▶ **A block of data**

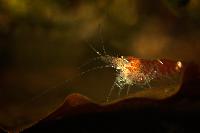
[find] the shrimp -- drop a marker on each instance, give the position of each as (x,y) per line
(131,71)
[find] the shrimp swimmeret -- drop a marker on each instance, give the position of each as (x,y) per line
(130,71)
(135,71)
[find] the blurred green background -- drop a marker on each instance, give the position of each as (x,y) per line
(43,42)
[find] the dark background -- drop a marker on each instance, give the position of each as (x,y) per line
(43,42)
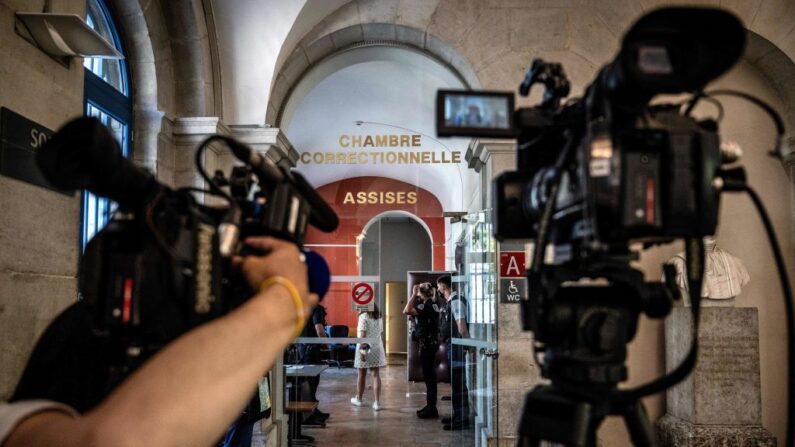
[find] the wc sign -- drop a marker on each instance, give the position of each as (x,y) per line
(513,284)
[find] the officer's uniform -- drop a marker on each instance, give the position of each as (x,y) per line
(427,334)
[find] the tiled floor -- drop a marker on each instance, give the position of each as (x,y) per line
(395,425)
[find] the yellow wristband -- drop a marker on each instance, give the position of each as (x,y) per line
(299,304)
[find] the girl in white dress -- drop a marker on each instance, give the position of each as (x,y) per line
(369,356)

▶ **Description of the task**
Copy all of the data above word for word, leaving out the pictures.

▶ **The reply**
[find] the shrimp -- drop a marker on each instance, give the position of each as (x,y) per line
(131,71)
[find] the shrimp swimmeret -- drop a marker on each instance, give the position of each as (x,y) per line
(130,71)
(135,71)
[find] the blurred green background -- drop a marker on each instance, give the position of each as (x,y) per line
(43,42)
[find] the dark background -- drop a marker on each instance, give the position of each as (x,y) per line
(43,42)
[find] the wc sign -- drop a marker on each instance, give the position of each as (x,y) per line
(513,284)
[find] the officer's uniform -- drop a marker on each instance, give the position of each as (x,y) per line
(427,334)
[find] the tiled floor -- drop a marker on each instance, give the position of each as (x,y) per line
(395,425)
[find] the yellow wristband -- drop a marker on each instance, give the position of each as (x,y) per line
(299,304)
[find] the girl in white dress -- drop a marker on each instance, give the position of each as (x,y) per line
(369,356)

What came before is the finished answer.